Referring expression pointing data
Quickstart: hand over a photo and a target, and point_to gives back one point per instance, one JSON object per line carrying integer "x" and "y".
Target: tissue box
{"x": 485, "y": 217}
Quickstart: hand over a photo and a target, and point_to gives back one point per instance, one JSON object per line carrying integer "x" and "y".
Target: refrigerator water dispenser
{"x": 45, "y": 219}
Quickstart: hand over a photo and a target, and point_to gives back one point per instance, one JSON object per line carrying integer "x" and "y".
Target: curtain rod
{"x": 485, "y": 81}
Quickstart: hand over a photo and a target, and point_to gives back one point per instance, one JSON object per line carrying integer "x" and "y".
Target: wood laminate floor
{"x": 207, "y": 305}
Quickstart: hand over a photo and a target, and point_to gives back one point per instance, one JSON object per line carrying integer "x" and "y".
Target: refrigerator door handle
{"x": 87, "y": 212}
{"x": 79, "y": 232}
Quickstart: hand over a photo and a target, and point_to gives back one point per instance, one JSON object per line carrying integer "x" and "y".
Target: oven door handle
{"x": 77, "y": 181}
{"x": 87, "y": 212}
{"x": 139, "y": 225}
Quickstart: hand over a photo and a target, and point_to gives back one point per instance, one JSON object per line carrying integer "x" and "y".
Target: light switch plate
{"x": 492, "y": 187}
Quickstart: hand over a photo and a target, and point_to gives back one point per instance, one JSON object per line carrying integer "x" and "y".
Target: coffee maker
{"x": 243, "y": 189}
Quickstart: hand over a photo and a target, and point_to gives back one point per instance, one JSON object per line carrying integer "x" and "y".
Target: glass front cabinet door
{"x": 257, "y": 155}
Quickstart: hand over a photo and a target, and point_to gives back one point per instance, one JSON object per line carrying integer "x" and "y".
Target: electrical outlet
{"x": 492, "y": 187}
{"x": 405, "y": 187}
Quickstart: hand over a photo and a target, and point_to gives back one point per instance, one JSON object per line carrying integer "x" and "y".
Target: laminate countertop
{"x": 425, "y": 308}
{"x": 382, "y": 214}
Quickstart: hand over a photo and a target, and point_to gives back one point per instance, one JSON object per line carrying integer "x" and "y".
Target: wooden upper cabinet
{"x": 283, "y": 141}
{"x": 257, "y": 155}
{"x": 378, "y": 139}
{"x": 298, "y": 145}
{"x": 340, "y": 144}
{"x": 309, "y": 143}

*The problem*
Repeat the records exactly, leaving out none of them.

*Task answer*
Quickstart: hand over a photo and a target, and point_to gives back one point per instance, one JSON object per line carrying integer "x" and "y".
Target: tissue box
{"x": 485, "y": 217}
Quickstart: hand over a photo and a target, and point_to gives back one point per instance, one JSON object per line carrying integer "x" and "y".
Target: refrigerator water dispenser
{"x": 45, "y": 219}
Quickstart: hand over a photo and a target, and point_to gives back one point per instance, one JSON object per line carrying integer "x" and "y".
Target: curtain rod
{"x": 485, "y": 81}
Quickstart: hand over a photo and a target, and point_to gives back one point per instance, one JSON object per line carrying integer "x" and "y".
Target: wood laminate floor
{"x": 207, "y": 305}
Quickstart: hand over a photo and a target, and point_to gives back one point per instance, one JSON object per line carrying integer "x" and "y".
Target: refrigerator door handle
{"x": 87, "y": 212}
{"x": 79, "y": 232}
Quickstart: hand over a photo and a target, and point_to gives back one point per instance, one JSON object per line carrying integer "x" and "y".
Target: oven door handle
{"x": 77, "y": 181}
{"x": 87, "y": 212}
{"x": 139, "y": 225}
Quickstart: hand over a photo and a target, and point_to gives back one point per instance, one JSON object per line carrying integer "x" and "y".
Target: light switch plate
{"x": 492, "y": 187}
Quickstart: hand over a photo and a target, and point_to gives back one point per instance, one JSON object per line carrying integer "x" and "y".
Target: coffee maker
{"x": 243, "y": 189}
Quickstart: hand over a photo and a target, and point_to gives back one point per instance, one JSON object per line carrying integer "x" and "y".
Target: glass front cabinet door
{"x": 257, "y": 155}
Quickstart: hand over a photo and a target, and point_to gives back one point per instance, one JSON object per line carrying integer "x" and "y".
Target: electrical outlet
{"x": 492, "y": 187}
{"x": 405, "y": 187}
Quickstart: hand over a photo and a target, and point_to gives back one point per instance, one JSON object per line carrying integer "x" and "y".
Target: laminate countertop
{"x": 425, "y": 308}
{"x": 382, "y": 214}
Quickstart: hand over a photo and a target, and point_to gives back one point per instance, one JSON object per line carrying integer "x" and "y".
Target: wooden upper cabinet
{"x": 283, "y": 141}
{"x": 257, "y": 155}
{"x": 378, "y": 139}
{"x": 298, "y": 145}
{"x": 340, "y": 144}
{"x": 309, "y": 143}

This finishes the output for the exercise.